### Source text
▬▬▬▬▬▬▬▬▬▬

Friendly Fire: Silence Without Love

June 10, 2008

Two guys, Joe and Harry, figured out that most of us are ignorant of many aspects of our personality. When I say they “figured this out”, what I mean is they quantified it into an axiom and a graphic way of looking at this problem. Here is a picture of the Johari Window:Johari Window

As you look at the picture, notice that there are two areas of our lives that are functionally invisible to us. There are also two areas which are functionally invisible to others. For others to see the deeper parts of ourselves, we have to be willing to allow them to see through that pane of glass, so to speak. For us to learn about the blind areas of our lives, we must be willing to have others speak into our lives and evaluate the consequences. Only then does the “unknown” pane of our lives begin to become more clear as well.

How does this relate to Friendly Fire? Let me illustrate. In one small group in our fellowship, we had a young woman who when she would begin sharing a prayer request would get quieter and quieter and eventually could not be heard at all. She was the classic “low talker”. It was not due to shyness or shame. It was all designed to draw more and more attention to herself as others had to strain to hear her. It would cause the entire group to come crashing to an emotional halt. People in that group however felt it was wrong to confront her, so they kept silent and allowed her to keep controlling the group like that. She eventually found something not to like about that group and went to another one. That same pattern happened again, so she left that group and went to another one.

▬▬▬▬▬▬▬▬▬▬

### Dataset content
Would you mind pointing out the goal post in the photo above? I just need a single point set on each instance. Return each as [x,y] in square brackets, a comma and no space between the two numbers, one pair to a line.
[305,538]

▬▬▬▬▬▬▬▬▬▬

Can you duplicate everything in the Friendly Fire article from "As you look" down to "clear as well."?

As you look at the picture, notice that there are two areas of our lives that are functionally invisible to us. There are also two areas which are functionally invisible to others. For others to see the deeper parts of ourselves, we have to be willing to allow them to see through that pane of glass, so to speak. For us to learn about the blind areas of our lives, we must be willing to have others speak into our lives and evaluate the consequences. Only then does the “unknown” pane of our lives begin to become more clear as well.